- The problem -
Could you return all of the data exactly as given?

- Stored data -
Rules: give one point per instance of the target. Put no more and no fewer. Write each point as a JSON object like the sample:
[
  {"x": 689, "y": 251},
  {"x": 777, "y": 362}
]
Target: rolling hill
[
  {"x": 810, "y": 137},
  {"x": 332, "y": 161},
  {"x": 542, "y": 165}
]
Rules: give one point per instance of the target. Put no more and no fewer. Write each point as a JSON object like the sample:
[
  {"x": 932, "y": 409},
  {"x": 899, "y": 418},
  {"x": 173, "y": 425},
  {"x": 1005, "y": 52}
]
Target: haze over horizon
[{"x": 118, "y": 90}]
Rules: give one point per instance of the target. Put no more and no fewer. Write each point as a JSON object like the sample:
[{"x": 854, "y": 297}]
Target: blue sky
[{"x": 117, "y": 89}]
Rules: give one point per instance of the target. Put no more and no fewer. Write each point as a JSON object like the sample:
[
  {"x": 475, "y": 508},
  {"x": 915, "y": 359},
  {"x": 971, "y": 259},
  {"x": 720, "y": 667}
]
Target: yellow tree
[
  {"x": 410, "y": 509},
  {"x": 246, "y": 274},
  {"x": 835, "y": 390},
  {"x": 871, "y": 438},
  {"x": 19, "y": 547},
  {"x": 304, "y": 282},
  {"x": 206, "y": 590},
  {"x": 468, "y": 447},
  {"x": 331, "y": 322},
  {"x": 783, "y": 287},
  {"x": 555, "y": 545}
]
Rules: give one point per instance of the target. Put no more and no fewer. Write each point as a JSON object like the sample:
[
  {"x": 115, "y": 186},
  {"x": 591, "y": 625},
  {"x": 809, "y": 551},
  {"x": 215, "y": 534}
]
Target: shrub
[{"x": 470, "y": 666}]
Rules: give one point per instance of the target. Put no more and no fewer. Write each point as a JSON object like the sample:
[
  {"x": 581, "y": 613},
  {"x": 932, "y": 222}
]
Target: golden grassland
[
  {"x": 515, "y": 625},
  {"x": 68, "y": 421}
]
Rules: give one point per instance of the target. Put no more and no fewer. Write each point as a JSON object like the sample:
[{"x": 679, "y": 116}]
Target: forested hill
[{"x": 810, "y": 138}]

- Solution -
Rules: give one point per instance of the target. Put no more and no fewer. Write each point as a JSON object like the sample:
[
  {"x": 689, "y": 251},
  {"x": 777, "y": 362}
]
Target: rolling hill
[
  {"x": 810, "y": 137},
  {"x": 332, "y": 161},
  {"x": 542, "y": 165}
]
Rules: give one point per instance of the target. Put no more and no fewer. Write each point as a JSON object like the sample:
[
  {"x": 932, "y": 409},
  {"x": 899, "y": 418},
  {"x": 173, "y": 425},
  {"x": 1005, "y": 52}
]
Target: haze over horizon
[{"x": 118, "y": 90}]
Rules: give one point per instance of the target. Put no more and no fewer. Write each point as a JSON object like the sample:
[{"x": 854, "y": 297}]
Target: blue sky
[{"x": 117, "y": 89}]
Rules: give one point per instance of the target. Put no more and no fewer. Write each point as a JSON object like the sample:
[
  {"x": 475, "y": 508},
  {"x": 915, "y": 359},
  {"x": 971, "y": 259},
  {"x": 720, "y": 667}
]
Target: yellow tree
[
  {"x": 410, "y": 509},
  {"x": 246, "y": 274},
  {"x": 835, "y": 390},
  {"x": 871, "y": 438},
  {"x": 19, "y": 547},
  {"x": 304, "y": 282},
  {"x": 206, "y": 590},
  {"x": 468, "y": 447},
  {"x": 331, "y": 322},
  {"x": 783, "y": 287},
  {"x": 555, "y": 545}
]
Rules: give one point per instance of the target. Put no more and no fewer. Write each point as a JSON object like the sample:
[
  {"x": 115, "y": 186},
  {"x": 591, "y": 625},
  {"x": 809, "y": 551},
  {"x": 215, "y": 534}
]
Target: shrub
[{"x": 470, "y": 666}]
Rules: give one point per instance of the target. Put no more and no fewer. Write each point as a JSON object like the sample:
[
  {"x": 581, "y": 613},
  {"x": 932, "y": 222}
]
Target: golden grassland
[
  {"x": 515, "y": 625},
  {"x": 68, "y": 421}
]
Rules: give one point per instance of the target. Put no more and no fewer. Write each point as a JSON object like the sample:
[{"x": 679, "y": 116}]
Target: forested hill
[{"x": 810, "y": 138}]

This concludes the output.